→ EXERCISE INSTRUCTIONS
In the entries below, find the string "bush" and return each line holding it.

Saved entries
--- --- ---
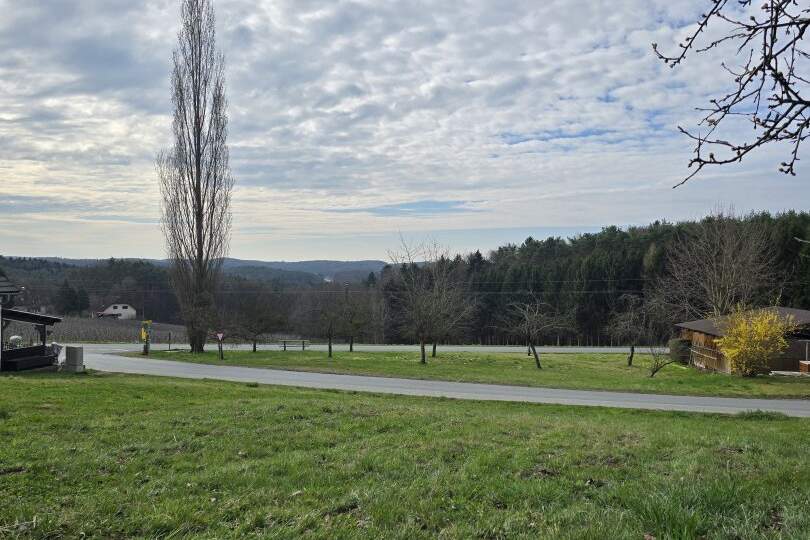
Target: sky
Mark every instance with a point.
(352, 124)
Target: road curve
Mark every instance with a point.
(106, 360)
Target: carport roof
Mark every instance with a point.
(7, 287)
(801, 317)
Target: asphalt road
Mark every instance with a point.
(383, 348)
(104, 358)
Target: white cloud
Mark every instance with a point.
(537, 114)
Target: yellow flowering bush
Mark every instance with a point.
(752, 338)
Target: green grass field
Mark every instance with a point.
(112, 456)
(584, 371)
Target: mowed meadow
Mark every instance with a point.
(112, 456)
(591, 371)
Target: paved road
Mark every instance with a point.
(389, 348)
(104, 358)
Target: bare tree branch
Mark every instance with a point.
(770, 87)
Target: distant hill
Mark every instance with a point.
(324, 269)
(282, 271)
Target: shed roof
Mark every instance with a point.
(31, 318)
(7, 287)
(801, 317)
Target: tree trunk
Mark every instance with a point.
(536, 356)
(196, 339)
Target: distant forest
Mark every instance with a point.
(587, 276)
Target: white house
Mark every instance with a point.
(119, 311)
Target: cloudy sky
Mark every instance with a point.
(473, 122)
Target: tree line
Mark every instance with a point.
(592, 289)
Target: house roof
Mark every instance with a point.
(7, 287)
(30, 318)
(801, 317)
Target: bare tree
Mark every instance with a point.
(770, 87)
(533, 321)
(659, 359)
(451, 308)
(414, 294)
(320, 312)
(254, 314)
(630, 324)
(358, 314)
(721, 263)
(194, 174)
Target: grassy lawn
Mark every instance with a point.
(115, 456)
(585, 371)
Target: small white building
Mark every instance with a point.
(119, 311)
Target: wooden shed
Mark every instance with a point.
(35, 356)
(703, 334)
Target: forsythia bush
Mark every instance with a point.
(752, 338)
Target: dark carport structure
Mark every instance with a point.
(26, 357)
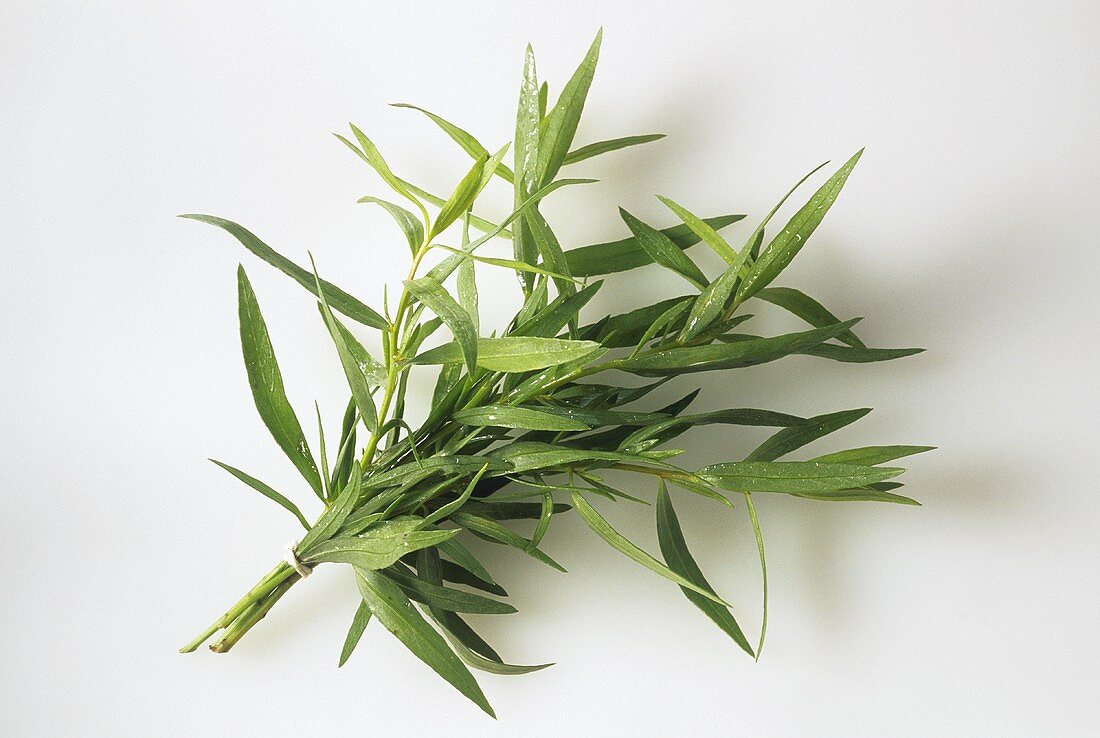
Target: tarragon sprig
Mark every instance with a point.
(530, 417)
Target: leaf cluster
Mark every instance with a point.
(526, 422)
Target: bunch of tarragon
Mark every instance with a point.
(531, 416)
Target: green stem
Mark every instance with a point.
(276, 577)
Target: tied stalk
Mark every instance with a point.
(527, 423)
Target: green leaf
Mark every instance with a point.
(416, 471)
(795, 437)
(266, 492)
(461, 199)
(871, 455)
(710, 305)
(371, 154)
(466, 283)
(861, 495)
(482, 663)
(858, 354)
(679, 559)
(461, 557)
(440, 301)
(397, 614)
(807, 308)
(337, 513)
(661, 249)
(410, 224)
(374, 373)
(493, 530)
(266, 383)
(355, 631)
(378, 547)
(609, 145)
(513, 353)
(442, 270)
(794, 234)
(703, 230)
(548, 321)
(338, 298)
(792, 476)
(684, 360)
(755, 519)
(628, 254)
(504, 416)
(446, 598)
(667, 429)
(529, 455)
(466, 141)
(601, 527)
(352, 361)
(560, 124)
(752, 244)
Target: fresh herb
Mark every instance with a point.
(524, 422)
--- --- ---
→ ANSWER TO THIS EXERCISE
Target: yellow flowering bush
Target: forsythia bush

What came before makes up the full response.